| BRANO CITATO |

Dopo aver visto come nascono le campane in Molise, è tempo di conoscere l’unica realtà siciliana che ancora trasforma la pesantezza del bronzo nella leggerezza delle note che si diffondono dai campanili.

Un suggerimento: se qualcuno non conoscesse la Fonderia di Campane Virgadamo, eviti di usare la scusa “probabilmente ha aperto da poco”. Perché esiste e produce dai primissimi anni del XVI secolo. Prima ancora che fosse edificata la “mia” chiesa. Vivendo in un’epoca in cui le aziende celebrano con gran pompa i cinquantenari, un cinquecentenario fa una certa impressione. Burgio, quindi.

Burgio è un piccolo paese che offre tanti motivi per una visita. Tra campane, ceramiche e mummie, c’è tanto da vedere e lo si può fare senza fretta, recuperando il senso del relax.

Un paese di poco più di 2.500 abitanti, che tuttavia riesce ad offrire più di un motivo per una visita. Oltre alle campane, infatti, ci sono le ceramiche. E se tanto non fosse sufficiente, presso il convento dei cappuccini è visitabile il Museo delle Mummie. Direi che basta e avanza per mettersi in sella! Anche oggi, gennaio continua a credere di essere marzo e non sarò certo io a convincerlo del contrario. Strade asciutte, cielo sereno. Solo i mandorli in fiore dicono che siamo in pieno inverno. Per chi venisse da Palermo, un itinerario piacevole ma lineare inizia con la SS121, che dall’estremità orientale del capoluogo conduce verso sud, in direzione di Agrigento. La 121 è una veloce statale, piuttosto pericolosa per i tanti incroci ed interessata da anni da numerosi cantieri. Consiglio di guidare con particolare attenzione ed abbandonarla dopo meno di 15 km, quando in prossimità di Bolognetta un cartello offrirà la possibilità di andare a destra, verso Marineo e Corleone. La statale appena imboccata è la 118, molto più godibile della precedente, più tortuosa – ma sempre scorrevole – e con diversi spunti panoramici.

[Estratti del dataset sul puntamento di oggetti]
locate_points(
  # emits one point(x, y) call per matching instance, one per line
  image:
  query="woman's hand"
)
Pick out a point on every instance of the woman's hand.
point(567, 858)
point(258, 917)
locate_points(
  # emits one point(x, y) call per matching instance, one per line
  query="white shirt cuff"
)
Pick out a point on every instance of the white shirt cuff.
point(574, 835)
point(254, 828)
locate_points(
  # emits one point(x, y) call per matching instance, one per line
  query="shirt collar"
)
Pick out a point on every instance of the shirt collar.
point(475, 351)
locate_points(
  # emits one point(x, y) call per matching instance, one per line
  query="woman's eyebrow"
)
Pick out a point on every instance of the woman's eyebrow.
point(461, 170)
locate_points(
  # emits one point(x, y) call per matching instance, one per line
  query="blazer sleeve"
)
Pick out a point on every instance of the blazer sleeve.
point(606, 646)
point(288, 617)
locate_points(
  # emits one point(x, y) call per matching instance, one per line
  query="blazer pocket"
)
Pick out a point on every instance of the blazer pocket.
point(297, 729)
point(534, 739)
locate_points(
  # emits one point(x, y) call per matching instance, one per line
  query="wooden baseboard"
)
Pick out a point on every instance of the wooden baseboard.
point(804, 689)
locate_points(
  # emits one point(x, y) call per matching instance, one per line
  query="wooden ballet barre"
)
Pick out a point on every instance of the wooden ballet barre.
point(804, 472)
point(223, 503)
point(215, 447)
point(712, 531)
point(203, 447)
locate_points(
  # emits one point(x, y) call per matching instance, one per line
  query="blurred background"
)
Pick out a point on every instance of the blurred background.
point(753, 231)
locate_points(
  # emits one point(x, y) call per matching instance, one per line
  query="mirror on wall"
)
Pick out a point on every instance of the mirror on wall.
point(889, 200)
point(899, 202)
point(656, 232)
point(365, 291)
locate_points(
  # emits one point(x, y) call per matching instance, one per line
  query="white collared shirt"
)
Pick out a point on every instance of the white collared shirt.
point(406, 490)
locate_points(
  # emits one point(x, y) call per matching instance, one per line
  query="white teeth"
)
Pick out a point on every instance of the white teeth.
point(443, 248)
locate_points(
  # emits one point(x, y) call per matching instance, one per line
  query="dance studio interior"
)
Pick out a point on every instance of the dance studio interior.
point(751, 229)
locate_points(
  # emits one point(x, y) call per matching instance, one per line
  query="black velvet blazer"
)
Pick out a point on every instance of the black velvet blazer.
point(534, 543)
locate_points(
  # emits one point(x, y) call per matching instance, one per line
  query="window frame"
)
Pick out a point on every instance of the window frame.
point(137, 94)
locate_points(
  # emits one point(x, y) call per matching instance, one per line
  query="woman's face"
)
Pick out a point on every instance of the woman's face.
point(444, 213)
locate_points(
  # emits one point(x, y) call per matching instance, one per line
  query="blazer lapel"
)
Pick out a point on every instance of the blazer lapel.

| COMPITO RICHIESTO |
Duplica integralmente il brano sulla fonderia di campane di Burgio, senza alcuna modifica. Fare riferimento esclusivamente al brano.

| RISPOSTA |
Dopo aver visto come nascono le campane in Molise, è tempo di conoscere l’unica realtà siciliana che ancora trasforma la pesantezza del bronzo nella leggerezza delle note che si diffondono dai campanili.

Un suggerimento: se qualcuno non conoscesse la Fonderia di Campane Virgadamo, eviti di usare la scusa “probabilmente ha aperto da poco”. Perché esiste e produce dai primissimi anni del XVI secolo. Prima ancora che fosse edificata la “mia” chiesa. Vivendo in un’epoca in cui le aziende celebrano con gran pompa i cinquantenari, un cinquecentenario fa una certa impressione. Burgio, quindi.

Burgio è un piccolo paese che offre tanti motivi per una visita. Tra campane, ceramiche e mummie, c’è tanto da vedere e lo si può fare senza fretta, recuperando il senso del relax.

Un paese di poco più di 2.500 abitanti, che tuttavia riesce ad offrire più di un motivo per una visita. Oltre alle campane, infatti, ci sono le ceramiche. E se tanto non fosse sufficiente, presso il convento dei cappuccini è visitabile il Museo delle Mummie. Direi che basta e avanza per mettersi in sella! Anche oggi, gennaio continua a credere di essere marzo e non sarò certo io a convincerlo del contrario. Strade asciutte, cielo sereno. Solo i mandorli in fiore dicono che siamo in pieno inverno. Per chi venisse da Palermo, un itinerario piacevole ma lineare inizia con la SS121, che dall’estremità orientale del capoluogo conduce verso sud, in direzione di Agrigento. La 121 è una veloce statale, piuttosto pericolosa per i tanti incroci ed interessata da anni da numerosi cantieri. Consiglio di guidare con particolare attenzione ed abbandonarla dopo meno di 15 km, quando in prossimità di Bolognetta un cartello offrirà la possibilità di andare a destra, verso Marineo e Corleone. La statale appena imboccata è la 118, molto più godibile della precedente, più tortuosa – ma sempre scorrevole – e con diversi spunti panoramici.